The 2016 Index showed the United States had slipped to 17th overall among the 149 societies measured. (New Zealand ranked first.) Weighed by the specific prosperity factors, the U.S. was a dismal 52nd in security, 35th in environment, including quality and protection, 32nd in health care and infrastructure, and, stunning for a nation that boasts of its democratic heritage, 22nd in quality of governance, including representative democracy, citizen participation, and rule of law.
Among states, Idaho stands 31st, measured by such factors as poverty rate (15.1 percent, 20th in the nation), a 10-year population growth of 18.6 percent (Eighth-highest in the nation), and life expectancy at birth of 79 years, making Idaho 21st in the nation.
A key element in the cost of living is, of course, income. While the cost of living varies among states and locales, the federal baseline for the minimum wage is $7.25 an hour, where it has been stuck since 2009. (The minimum is much worse for workers under the age of 20, who can be paid $4.25 per hour for up to 90 days. Tipped workers may receive a wage as low as $3.35 an hour in Idaho, as long as their total in tips adds up a net hourly income of $7.25 an hour. Idaho is among the 21 states that have stuck to the federal minimum, despite years of trying to get a public hearing to pass a bill to raise wages in Idaho.

• [Work to be completed]: Rewrite the stretch of the passage on the 2016 Index from "The 2016 Index" through "rule of law.", changing "New Zealand" to "Norway". The records have nothing to do with this text.

• [Information shown]:
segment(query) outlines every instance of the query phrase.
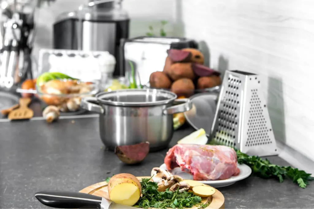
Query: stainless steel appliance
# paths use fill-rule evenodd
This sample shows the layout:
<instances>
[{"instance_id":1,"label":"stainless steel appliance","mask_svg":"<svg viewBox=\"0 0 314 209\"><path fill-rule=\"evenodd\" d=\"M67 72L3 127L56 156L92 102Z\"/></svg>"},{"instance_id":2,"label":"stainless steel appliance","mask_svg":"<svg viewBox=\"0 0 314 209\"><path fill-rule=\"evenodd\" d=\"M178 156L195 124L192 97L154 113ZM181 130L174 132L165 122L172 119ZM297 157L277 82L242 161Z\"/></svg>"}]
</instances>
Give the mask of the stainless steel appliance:
<instances>
[{"instance_id":1,"label":"stainless steel appliance","mask_svg":"<svg viewBox=\"0 0 314 209\"><path fill-rule=\"evenodd\" d=\"M53 24L54 48L107 51L118 62L120 40L128 38L130 21L122 2L99 0L60 15ZM117 65L114 75L120 75Z\"/></svg>"},{"instance_id":2,"label":"stainless steel appliance","mask_svg":"<svg viewBox=\"0 0 314 209\"><path fill-rule=\"evenodd\" d=\"M120 62L117 63L120 74L127 76L131 73L131 62L138 75L137 84L146 85L152 73L163 70L167 50L198 46L196 41L185 38L141 36L122 40Z\"/></svg>"},{"instance_id":3,"label":"stainless steel appliance","mask_svg":"<svg viewBox=\"0 0 314 209\"><path fill-rule=\"evenodd\" d=\"M249 155L278 154L259 76L227 71L221 89L211 139Z\"/></svg>"},{"instance_id":4,"label":"stainless steel appliance","mask_svg":"<svg viewBox=\"0 0 314 209\"><path fill-rule=\"evenodd\" d=\"M123 90L84 98L81 106L100 114L100 138L109 149L148 141L154 151L168 147L173 133L173 114L192 108L189 99L176 97L165 90ZM178 103L181 103L173 106Z\"/></svg>"}]
</instances>

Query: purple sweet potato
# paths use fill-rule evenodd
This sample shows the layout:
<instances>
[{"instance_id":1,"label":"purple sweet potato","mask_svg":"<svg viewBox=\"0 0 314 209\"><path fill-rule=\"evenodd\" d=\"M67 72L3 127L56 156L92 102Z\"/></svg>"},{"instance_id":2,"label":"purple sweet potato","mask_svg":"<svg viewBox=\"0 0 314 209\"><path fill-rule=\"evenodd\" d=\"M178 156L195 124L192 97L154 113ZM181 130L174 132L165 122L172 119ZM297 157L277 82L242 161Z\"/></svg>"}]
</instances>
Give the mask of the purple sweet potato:
<instances>
[{"instance_id":1,"label":"purple sweet potato","mask_svg":"<svg viewBox=\"0 0 314 209\"><path fill-rule=\"evenodd\" d=\"M200 77L213 75L219 76L220 75L220 72L216 71L202 65L193 63L192 68L195 74Z\"/></svg>"},{"instance_id":2,"label":"purple sweet potato","mask_svg":"<svg viewBox=\"0 0 314 209\"><path fill-rule=\"evenodd\" d=\"M117 146L115 149L115 154L120 160L130 165L142 161L149 152L149 143L148 142L133 145Z\"/></svg>"},{"instance_id":3,"label":"purple sweet potato","mask_svg":"<svg viewBox=\"0 0 314 209\"><path fill-rule=\"evenodd\" d=\"M181 50L181 51L191 53L192 56L189 61L200 65L204 64L204 55L199 50L192 48L186 48Z\"/></svg>"},{"instance_id":4,"label":"purple sweet potato","mask_svg":"<svg viewBox=\"0 0 314 209\"><path fill-rule=\"evenodd\" d=\"M171 60L174 62L182 62L191 61L192 53L189 51L182 51L177 49L170 49L167 53Z\"/></svg>"}]
</instances>

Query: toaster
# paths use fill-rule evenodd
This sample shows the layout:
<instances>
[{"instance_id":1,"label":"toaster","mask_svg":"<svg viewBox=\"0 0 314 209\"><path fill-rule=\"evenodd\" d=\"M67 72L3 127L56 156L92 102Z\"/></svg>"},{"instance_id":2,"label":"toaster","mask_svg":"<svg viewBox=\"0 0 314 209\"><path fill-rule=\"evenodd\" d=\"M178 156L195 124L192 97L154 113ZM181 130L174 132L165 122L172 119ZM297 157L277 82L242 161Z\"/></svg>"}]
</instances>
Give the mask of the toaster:
<instances>
[{"instance_id":1,"label":"toaster","mask_svg":"<svg viewBox=\"0 0 314 209\"><path fill-rule=\"evenodd\" d=\"M142 85L149 82L152 73L163 70L168 50L198 48L197 43L192 39L160 37L122 39L120 45L120 74L128 76L133 68L136 82Z\"/></svg>"}]
</instances>

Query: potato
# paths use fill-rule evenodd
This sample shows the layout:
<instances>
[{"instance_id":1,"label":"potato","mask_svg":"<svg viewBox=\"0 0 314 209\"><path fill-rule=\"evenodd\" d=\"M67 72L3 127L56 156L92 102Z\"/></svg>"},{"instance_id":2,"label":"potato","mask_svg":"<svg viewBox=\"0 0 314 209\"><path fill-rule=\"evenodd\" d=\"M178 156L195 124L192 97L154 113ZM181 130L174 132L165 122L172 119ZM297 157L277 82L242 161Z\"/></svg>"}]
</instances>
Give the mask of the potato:
<instances>
[{"instance_id":1,"label":"potato","mask_svg":"<svg viewBox=\"0 0 314 209\"><path fill-rule=\"evenodd\" d=\"M25 80L22 84L21 88L22 89L29 90L30 89L35 89L35 84L32 80L28 79ZM22 93L22 97L24 98L30 98L33 97L33 94L27 93Z\"/></svg>"},{"instance_id":2,"label":"potato","mask_svg":"<svg viewBox=\"0 0 314 209\"><path fill-rule=\"evenodd\" d=\"M41 99L48 105L54 106L61 105L63 103L65 102L67 100L67 98L65 97L59 97L48 94L40 95L39 97Z\"/></svg>"},{"instance_id":3,"label":"potato","mask_svg":"<svg viewBox=\"0 0 314 209\"><path fill-rule=\"evenodd\" d=\"M165 73L154 72L149 76L150 87L160 89L169 89L171 86L171 81Z\"/></svg>"},{"instance_id":4,"label":"potato","mask_svg":"<svg viewBox=\"0 0 314 209\"><path fill-rule=\"evenodd\" d=\"M182 78L175 81L171 86L171 91L178 97L184 96L189 97L194 92L195 87L192 80Z\"/></svg>"},{"instance_id":5,"label":"potato","mask_svg":"<svg viewBox=\"0 0 314 209\"><path fill-rule=\"evenodd\" d=\"M177 63L173 64L170 67L168 75L173 81L180 78L189 78L193 80L195 77L194 71L191 63Z\"/></svg>"},{"instance_id":6,"label":"potato","mask_svg":"<svg viewBox=\"0 0 314 209\"><path fill-rule=\"evenodd\" d=\"M184 180L183 181L190 185L190 189L192 189L194 186L206 186L206 184L192 180Z\"/></svg>"},{"instance_id":7,"label":"potato","mask_svg":"<svg viewBox=\"0 0 314 209\"><path fill-rule=\"evenodd\" d=\"M201 197L209 197L215 194L216 189L208 186L197 186L192 189L194 194Z\"/></svg>"},{"instance_id":8,"label":"potato","mask_svg":"<svg viewBox=\"0 0 314 209\"><path fill-rule=\"evenodd\" d=\"M184 51L188 51L192 53L191 60L192 62L204 64L204 55L200 51L196 49L187 48L181 50Z\"/></svg>"},{"instance_id":9,"label":"potato","mask_svg":"<svg viewBox=\"0 0 314 209\"><path fill-rule=\"evenodd\" d=\"M216 76L201 77L198 80L197 88L202 89L212 88L220 85L221 83L220 77Z\"/></svg>"},{"instance_id":10,"label":"potato","mask_svg":"<svg viewBox=\"0 0 314 209\"><path fill-rule=\"evenodd\" d=\"M132 206L139 199L142 187L136 177L129 174L120 174L111 177L108 182L110 200L116 203Z\"/></svg>"},{"instance_id":11,"label":"potato","mask_svg":"<svg viewBox=\"0 0 314 209\"><path fill-rule=\"evenodd\" d=\"M173 62L169 56L166 58L166 61L165 63L165 66L164 66L163 72L166 74L168 76L170 75L170 68L171 65L173 64Z\"/></svg>"},{"instance_id":12,"label":"potato","mask_svg":"<svg viewBox=\"0 0 314 209\"><path fill-rule=\"evenodd\" d=\"M116 154L120 160L126 164L138 163L144 159L149 152L149 143L142 142L136 144L117 146Z\"/></svg>"}]
</instances>

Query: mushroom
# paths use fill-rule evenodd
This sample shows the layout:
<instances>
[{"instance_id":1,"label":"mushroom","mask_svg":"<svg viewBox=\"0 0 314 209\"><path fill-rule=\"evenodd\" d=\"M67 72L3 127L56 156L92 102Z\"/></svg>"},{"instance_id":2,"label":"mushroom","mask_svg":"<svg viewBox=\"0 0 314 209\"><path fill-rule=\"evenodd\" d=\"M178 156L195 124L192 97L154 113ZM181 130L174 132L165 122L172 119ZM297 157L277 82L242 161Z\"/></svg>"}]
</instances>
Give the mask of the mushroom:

• [Written reply]:
The 2016 Index showed the United States had slipped to 17th overall among the 149 societies measured. (Norway ranked first.) Weighed by the specific prosperity factors, the U.S. was a dismal 52nd in security, 35th in environment, including quality and protection, 32nd in health care and infrastructure, and, stunning for a nation that boasts of its democratic heritage, 22nd in quality of governance, including representative democracy, citizen participation, and rule of law.